**EXTRACTED TEXT:**
Scottish-American businessman

James Shewan (6 January 1848 – 7 May 1914) was a Scottish-American businessman who made his fortune in real estate in the United States. He was the founder of the largest dry dock and ship repairing facility in the Port of New York.

==Early life==
Shewan was born on 6 January 1848 in Rora, Aberdeenshire in Scotland. He was the son of Agnes (née Robertson) Shewan (1815–1891) and James Shewan (1819–1854), who died when he was four years old.

==Career==
After attending school for only a few years, Shewan apprenticed to a ship carpenter. He first traveled to Greenland, where the ship was held by the ice for three and a half months. After his return, he went to London followed by a trip to Singapore with his uncle who was a sea captain. For four years, he traded in tea at various ports in China, Japan, and Australia.

In 1869, he sailed from Yokohama to New York City where he started a dry dock and ship repair business, first called Shewan & Palmer and later known as Shewan & Jenkins. In 1877, Shewan bought out Jenkins and became the sole owner of the business, which he renamed James Shewan & Sons. After his death, his sons ran the business and during World War I, the shipyard had the largest tonnage capacity of any dry docks in America. The company was one of the six New York yards that merged into United Shipyards in 1929. Edwin later sold the business to Bethlehem Steel (where it became "27th St. Works" ) and retired.

==Personal life==
In 1870, Shewan married Ellen Curley (1850–1934), a native of Cardiff in Wales. Together, they had three daughters and two sons, including:

- Nellie Shewan (d. 1940), who lived at 1170 Fifth Avenue and did not marry.

**SUPPLIED DATA:**
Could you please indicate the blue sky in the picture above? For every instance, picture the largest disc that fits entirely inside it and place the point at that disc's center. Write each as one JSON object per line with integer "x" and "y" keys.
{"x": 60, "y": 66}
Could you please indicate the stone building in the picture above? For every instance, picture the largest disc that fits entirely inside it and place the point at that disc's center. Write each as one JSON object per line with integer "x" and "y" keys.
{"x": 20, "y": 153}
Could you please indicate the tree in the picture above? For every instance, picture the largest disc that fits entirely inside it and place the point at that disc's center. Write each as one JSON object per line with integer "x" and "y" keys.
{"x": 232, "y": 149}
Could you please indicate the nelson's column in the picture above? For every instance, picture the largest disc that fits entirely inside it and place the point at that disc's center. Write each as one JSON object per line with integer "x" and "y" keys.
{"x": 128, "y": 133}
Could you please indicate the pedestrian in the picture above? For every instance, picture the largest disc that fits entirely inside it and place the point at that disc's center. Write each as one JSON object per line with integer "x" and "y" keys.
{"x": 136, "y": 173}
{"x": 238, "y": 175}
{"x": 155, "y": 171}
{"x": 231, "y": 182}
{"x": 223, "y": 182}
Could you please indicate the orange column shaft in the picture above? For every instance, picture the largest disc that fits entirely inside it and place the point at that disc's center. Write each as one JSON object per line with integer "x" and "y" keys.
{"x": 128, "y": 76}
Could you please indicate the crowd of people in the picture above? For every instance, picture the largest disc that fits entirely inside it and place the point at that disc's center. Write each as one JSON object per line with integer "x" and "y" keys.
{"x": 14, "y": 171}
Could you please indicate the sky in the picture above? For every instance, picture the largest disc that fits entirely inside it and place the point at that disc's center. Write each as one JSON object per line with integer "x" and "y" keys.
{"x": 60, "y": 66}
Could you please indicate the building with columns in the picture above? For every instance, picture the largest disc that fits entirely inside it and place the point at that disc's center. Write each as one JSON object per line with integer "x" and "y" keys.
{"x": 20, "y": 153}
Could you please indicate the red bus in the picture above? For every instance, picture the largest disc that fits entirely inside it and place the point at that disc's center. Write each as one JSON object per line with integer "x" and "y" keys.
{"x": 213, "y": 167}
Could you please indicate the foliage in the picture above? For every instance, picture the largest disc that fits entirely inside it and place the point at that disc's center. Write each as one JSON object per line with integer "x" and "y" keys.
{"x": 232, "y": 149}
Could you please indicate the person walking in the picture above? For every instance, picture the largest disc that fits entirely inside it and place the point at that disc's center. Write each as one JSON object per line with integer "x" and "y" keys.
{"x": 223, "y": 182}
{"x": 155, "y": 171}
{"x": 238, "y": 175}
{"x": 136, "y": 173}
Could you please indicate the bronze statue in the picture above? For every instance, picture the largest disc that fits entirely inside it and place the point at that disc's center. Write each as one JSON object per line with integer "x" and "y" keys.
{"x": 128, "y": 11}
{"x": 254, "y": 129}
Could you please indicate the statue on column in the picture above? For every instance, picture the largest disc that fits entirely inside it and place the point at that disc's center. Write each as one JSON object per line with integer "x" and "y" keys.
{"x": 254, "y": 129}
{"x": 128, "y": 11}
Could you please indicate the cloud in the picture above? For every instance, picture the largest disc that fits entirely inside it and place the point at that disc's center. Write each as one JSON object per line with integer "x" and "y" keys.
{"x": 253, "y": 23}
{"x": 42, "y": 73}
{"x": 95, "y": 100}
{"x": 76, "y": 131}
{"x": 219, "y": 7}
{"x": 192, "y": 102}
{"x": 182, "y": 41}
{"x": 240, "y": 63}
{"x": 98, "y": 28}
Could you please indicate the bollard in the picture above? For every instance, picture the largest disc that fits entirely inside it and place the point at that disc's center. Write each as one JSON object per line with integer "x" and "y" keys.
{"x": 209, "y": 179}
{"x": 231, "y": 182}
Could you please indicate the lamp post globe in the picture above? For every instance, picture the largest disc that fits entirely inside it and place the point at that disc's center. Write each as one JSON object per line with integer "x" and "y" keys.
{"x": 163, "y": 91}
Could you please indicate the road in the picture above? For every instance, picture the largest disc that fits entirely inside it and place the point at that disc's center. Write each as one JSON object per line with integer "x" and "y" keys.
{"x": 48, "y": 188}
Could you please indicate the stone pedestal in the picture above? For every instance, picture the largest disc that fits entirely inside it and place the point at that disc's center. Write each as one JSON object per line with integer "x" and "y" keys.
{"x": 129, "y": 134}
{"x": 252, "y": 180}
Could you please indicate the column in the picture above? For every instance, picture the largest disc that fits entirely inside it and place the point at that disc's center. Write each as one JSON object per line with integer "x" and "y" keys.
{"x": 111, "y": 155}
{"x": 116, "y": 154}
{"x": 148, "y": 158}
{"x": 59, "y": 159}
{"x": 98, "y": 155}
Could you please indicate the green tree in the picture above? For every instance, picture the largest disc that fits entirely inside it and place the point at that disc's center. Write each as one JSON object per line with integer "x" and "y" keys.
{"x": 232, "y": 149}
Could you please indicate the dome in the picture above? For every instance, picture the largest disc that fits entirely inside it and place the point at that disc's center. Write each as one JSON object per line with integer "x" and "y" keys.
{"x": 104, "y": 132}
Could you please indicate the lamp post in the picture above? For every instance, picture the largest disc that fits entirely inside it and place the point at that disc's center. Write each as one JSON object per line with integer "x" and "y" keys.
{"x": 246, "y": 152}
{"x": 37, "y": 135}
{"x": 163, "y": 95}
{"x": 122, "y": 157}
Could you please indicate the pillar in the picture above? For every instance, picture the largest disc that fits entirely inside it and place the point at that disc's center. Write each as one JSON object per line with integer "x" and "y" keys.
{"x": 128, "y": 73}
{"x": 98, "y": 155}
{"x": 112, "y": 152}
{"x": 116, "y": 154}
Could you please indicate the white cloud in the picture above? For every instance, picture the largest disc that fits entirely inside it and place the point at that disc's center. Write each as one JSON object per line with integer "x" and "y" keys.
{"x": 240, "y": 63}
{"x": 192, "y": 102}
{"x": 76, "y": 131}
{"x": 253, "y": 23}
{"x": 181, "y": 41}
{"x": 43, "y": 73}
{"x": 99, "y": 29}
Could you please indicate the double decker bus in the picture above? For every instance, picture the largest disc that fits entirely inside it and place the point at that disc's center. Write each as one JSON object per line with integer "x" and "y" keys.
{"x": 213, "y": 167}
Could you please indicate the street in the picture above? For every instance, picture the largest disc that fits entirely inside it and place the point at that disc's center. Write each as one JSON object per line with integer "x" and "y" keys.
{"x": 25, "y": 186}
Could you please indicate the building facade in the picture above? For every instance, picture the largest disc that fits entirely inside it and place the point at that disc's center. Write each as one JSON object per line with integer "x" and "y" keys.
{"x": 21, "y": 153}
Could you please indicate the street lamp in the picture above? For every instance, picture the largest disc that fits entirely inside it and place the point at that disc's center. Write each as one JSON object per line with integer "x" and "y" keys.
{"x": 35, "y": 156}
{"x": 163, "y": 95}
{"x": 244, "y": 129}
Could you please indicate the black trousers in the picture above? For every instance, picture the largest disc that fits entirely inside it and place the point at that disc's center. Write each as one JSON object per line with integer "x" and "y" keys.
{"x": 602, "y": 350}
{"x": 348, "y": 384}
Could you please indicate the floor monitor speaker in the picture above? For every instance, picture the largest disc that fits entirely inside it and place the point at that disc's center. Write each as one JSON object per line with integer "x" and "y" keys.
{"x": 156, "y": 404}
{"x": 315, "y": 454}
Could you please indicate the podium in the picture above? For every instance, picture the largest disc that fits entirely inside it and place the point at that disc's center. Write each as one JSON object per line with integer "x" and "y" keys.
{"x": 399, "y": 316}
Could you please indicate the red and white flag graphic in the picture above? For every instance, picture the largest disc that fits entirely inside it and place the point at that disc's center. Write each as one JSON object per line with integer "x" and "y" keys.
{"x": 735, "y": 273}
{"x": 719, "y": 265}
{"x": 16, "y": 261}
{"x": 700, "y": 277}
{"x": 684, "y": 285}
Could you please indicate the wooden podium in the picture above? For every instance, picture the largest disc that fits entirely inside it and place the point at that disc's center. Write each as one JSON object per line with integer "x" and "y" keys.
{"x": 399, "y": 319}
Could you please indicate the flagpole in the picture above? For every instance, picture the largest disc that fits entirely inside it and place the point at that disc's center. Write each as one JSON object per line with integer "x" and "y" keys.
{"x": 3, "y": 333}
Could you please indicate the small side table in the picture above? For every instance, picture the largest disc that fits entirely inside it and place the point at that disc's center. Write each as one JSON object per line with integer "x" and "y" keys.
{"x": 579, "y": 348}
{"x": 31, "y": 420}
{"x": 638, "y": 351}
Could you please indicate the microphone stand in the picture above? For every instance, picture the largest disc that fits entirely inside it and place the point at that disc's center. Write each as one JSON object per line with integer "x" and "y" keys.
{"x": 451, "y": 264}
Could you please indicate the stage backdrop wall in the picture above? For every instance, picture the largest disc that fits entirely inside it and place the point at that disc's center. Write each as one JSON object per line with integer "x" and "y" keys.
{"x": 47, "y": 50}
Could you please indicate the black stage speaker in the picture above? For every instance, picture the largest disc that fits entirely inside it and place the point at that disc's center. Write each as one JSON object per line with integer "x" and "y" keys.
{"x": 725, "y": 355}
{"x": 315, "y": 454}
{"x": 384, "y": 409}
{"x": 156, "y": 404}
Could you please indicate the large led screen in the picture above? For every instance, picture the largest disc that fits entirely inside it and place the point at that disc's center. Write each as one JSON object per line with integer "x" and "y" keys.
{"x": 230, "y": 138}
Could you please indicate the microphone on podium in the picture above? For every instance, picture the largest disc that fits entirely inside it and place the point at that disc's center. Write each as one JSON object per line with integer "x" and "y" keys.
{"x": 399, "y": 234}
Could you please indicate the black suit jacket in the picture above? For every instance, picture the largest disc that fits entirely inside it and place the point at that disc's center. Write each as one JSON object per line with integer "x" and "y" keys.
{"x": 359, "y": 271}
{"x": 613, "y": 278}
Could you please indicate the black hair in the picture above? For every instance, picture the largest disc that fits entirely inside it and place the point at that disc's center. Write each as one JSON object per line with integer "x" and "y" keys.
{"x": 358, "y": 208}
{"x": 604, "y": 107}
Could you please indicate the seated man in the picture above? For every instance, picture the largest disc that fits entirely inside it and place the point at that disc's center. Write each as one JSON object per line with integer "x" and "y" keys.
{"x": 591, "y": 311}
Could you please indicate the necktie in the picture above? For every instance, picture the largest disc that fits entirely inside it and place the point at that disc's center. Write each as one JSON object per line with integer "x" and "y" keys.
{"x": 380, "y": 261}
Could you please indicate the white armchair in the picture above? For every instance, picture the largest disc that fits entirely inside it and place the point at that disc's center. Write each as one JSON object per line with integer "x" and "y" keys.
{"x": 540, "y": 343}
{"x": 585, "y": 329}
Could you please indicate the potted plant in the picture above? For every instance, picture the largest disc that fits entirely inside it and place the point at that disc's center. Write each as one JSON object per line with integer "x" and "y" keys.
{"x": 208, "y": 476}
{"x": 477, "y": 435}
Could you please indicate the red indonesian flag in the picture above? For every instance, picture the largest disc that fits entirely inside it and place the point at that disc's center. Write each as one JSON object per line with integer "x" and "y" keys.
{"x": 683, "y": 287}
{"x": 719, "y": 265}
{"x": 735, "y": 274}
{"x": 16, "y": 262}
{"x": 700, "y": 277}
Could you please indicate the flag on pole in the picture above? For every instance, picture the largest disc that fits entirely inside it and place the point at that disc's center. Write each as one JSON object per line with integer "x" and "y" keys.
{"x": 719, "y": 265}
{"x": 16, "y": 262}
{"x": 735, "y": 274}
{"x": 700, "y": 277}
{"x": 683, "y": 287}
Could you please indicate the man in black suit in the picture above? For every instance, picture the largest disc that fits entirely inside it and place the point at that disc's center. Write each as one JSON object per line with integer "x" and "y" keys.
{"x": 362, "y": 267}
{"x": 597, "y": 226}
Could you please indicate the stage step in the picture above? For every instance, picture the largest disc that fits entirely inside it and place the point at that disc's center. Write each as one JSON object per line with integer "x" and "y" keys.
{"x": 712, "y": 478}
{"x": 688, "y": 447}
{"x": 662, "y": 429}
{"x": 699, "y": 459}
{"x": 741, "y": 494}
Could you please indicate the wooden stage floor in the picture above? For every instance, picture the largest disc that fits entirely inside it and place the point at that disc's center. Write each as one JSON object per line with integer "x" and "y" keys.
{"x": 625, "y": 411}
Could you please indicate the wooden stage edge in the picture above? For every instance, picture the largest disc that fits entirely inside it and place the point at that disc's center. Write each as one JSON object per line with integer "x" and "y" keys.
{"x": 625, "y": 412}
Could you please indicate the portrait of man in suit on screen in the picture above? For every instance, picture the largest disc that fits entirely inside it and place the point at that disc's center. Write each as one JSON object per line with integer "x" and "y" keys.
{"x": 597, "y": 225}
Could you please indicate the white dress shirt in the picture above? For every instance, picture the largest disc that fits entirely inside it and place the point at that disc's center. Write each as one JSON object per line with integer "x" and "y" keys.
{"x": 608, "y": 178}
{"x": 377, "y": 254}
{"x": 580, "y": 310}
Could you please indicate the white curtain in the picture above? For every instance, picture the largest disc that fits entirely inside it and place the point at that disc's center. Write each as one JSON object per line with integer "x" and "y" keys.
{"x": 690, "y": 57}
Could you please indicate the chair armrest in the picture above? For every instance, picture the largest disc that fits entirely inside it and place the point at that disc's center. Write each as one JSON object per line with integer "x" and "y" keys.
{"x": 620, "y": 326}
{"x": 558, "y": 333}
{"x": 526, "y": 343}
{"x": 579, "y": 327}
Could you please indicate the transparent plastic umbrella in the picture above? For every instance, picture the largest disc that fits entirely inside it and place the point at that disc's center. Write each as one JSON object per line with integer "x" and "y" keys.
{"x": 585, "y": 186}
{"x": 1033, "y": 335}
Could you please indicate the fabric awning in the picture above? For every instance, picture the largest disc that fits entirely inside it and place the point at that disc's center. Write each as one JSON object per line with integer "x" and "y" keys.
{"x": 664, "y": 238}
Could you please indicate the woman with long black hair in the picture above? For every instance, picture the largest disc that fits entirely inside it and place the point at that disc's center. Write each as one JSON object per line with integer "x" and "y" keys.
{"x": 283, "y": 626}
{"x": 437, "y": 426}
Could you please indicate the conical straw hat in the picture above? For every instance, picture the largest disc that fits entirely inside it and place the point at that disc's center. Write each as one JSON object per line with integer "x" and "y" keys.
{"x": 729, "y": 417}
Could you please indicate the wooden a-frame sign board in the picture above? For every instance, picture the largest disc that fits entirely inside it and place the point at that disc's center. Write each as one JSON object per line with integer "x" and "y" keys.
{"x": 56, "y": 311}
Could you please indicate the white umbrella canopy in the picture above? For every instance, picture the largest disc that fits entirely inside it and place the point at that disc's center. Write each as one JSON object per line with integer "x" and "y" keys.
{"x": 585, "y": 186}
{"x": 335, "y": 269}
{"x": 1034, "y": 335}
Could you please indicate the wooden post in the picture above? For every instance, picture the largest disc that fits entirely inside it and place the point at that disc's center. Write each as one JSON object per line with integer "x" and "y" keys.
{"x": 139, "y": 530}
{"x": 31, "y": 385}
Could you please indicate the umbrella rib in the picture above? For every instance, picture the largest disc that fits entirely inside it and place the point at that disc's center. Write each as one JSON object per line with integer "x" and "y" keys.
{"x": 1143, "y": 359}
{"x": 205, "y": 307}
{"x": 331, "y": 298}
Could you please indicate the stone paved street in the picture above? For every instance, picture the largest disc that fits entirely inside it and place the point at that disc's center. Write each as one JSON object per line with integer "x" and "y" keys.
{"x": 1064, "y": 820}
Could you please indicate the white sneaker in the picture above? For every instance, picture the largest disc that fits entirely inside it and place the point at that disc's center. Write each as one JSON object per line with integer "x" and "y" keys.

**REQUIRED ACTION 1:** Set down the passage of the James Shewan biography between "James Shewan (6" and "four years old.", inclusive.
**REQUIRED ACTION 2:** Resume the James Shewan biography from its last sentence.

**TASK ANSWER 1:**
James Shewan (6 January 1848 – 7 May 1914) was a Scottish-American businessman who made his fortune in real estate in the United States. He was the founder of the largest dry dock and ship repairing facility in the Port of New York.

==Early life==
Shewan was born on 6 January 1848 in Rora, Aberdeenshire in Scotland. He was the son of Agnes (née Robertson) Shewan (1815–1891) and James Shewan (1819–1854), who died when he was four years old.

**TASK ANSWER 2:**
- Ada Shewan Galvin Chambers.
- Agnes Shewan (1881–1974), who later became the Marquise Rizzo dei Ritii after her marriage to Marquis don Guglielmo Rizzo dei Ritii in 1928. She owned Shewan's Plumbush estate in Cold Spring, New York.
- James Shewan Jr. (1869–1926), who married Jessica Brown (1886–1935). His daughter, Patricia Carrington Shewan, married Count Jacques de Sibour (nephew of Jules Henri de Sibour).
- Edwin Arthur Shewan (1877–1945)

James owned an estate in the Hudson Valley opposite West Point known as Inverugie (named after a small village in Aberdeenshire, Scotland that lies on the entrance to the River Ugie just north of Peterhead) and the Plumbush estate in Cold Spring.

Shewan died at his home, 43 Fifth Avenue in Manhattan, on 7 May 1914 and was buried at Woodlawn Cemetery in the Bronx. His business passed into the hands of his sons. Upon the death of his widow in 1934, she left her entire estate, valued at several million dollars, to her three daughters and nothing to her son, stating: "they are amply provided for and have such splendid prospects for further bounty that none of them needs and gift, legacy or bequest from me."